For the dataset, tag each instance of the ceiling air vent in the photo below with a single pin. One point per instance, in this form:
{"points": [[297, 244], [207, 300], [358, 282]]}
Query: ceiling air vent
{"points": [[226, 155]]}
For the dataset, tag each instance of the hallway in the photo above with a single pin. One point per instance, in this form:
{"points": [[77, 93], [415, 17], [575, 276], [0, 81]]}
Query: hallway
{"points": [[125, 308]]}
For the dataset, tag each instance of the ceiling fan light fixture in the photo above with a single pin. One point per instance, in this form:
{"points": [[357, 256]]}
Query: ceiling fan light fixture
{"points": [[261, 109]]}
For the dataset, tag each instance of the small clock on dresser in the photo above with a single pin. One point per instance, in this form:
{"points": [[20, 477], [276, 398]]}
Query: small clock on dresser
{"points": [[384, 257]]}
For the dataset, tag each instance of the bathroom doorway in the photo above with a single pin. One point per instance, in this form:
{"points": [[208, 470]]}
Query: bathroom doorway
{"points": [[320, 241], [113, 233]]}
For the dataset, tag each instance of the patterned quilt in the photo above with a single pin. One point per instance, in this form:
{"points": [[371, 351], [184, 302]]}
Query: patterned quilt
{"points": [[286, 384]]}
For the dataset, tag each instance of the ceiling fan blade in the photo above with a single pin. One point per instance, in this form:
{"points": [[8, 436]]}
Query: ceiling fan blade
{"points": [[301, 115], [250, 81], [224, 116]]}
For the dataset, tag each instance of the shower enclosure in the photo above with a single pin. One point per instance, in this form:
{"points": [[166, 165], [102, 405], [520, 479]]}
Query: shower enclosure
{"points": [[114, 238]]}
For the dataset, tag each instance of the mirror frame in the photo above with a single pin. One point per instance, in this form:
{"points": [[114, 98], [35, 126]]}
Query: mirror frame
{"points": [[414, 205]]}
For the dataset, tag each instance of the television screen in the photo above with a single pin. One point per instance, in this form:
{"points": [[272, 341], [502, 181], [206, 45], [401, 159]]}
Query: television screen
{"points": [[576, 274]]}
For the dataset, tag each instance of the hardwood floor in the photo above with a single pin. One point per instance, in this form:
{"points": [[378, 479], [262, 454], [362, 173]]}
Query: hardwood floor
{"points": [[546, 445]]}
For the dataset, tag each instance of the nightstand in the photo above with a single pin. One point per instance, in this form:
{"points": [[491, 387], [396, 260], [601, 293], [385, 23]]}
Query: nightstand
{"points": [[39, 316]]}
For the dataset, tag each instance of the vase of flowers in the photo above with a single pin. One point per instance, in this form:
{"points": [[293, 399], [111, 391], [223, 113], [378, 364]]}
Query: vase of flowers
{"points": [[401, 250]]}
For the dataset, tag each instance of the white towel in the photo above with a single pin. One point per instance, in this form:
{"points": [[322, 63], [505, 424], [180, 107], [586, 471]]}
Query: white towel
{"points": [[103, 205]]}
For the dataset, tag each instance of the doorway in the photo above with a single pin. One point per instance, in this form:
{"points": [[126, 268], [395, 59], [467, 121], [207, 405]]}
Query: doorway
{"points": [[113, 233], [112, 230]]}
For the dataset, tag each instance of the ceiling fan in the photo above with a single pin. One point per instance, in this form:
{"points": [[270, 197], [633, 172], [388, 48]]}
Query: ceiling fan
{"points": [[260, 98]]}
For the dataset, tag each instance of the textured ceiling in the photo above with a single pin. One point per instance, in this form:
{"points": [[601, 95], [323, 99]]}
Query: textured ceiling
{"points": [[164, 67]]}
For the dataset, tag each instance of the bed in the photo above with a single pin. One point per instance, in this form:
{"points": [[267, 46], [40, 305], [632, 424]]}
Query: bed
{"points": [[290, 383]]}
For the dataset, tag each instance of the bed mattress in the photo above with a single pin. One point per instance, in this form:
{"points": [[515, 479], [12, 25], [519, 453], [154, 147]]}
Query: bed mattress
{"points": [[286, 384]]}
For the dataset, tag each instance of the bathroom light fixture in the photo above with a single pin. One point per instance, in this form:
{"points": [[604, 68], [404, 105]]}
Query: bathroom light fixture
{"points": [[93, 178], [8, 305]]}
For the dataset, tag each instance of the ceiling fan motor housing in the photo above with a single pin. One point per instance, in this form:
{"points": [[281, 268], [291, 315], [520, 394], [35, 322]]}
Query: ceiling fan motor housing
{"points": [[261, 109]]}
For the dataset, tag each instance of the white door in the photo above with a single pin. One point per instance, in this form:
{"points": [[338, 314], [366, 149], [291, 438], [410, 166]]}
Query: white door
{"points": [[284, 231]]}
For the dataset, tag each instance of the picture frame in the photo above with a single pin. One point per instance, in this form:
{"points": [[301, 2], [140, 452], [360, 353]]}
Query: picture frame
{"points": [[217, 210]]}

########

The request: Reproduce exactly, with nothing added, the lines from the one that contains "For the dataset, tag each instance of the bed mattress" to the end of the data.

Exercise output:
For the dataset, tag each instance of the bed mattress in the photo above with a single pin. One point per instance, in this form:
{"points": [[515, 479], [12, 25], [519, 453], [154, 147]]}
Query: bed mattress
{"points": [[286, 384]]}
For the dataset, tag each instance of the bathroom light fixture in the photo above with a single pin. One point per instance, in this form:
{"points": [[604, 68], [404, 105]]}
Query: bathroom light fixture
{"points": [[93, 178], [8, 305]]}
For the dataset, tag each instance of the ceiling fan motor housing in the photo above with a single pin. One point per instance, in this form:
{"points": [[281, 268], [291, 315], [520, 394], [35, 322]]}
Query: ceiling fan motor housing
{"points": [[261, 109]]}
For the dataset, tag each instance of the white door in the photo above with a single pin. One point per instance, in this form:
{"points": [[338, 314], [366, 149], [291, 438], [410, 166]]}
Query: white door
{"points": [[284, 231]]}
For the dataset, tag each instance of the picture frame in the photo above with a single pin. One point per instance, in this form:
{"points": [[301, 2], [140, 452], [360, 353]]}
Query: picture frame
{"points": [[217, 210]]}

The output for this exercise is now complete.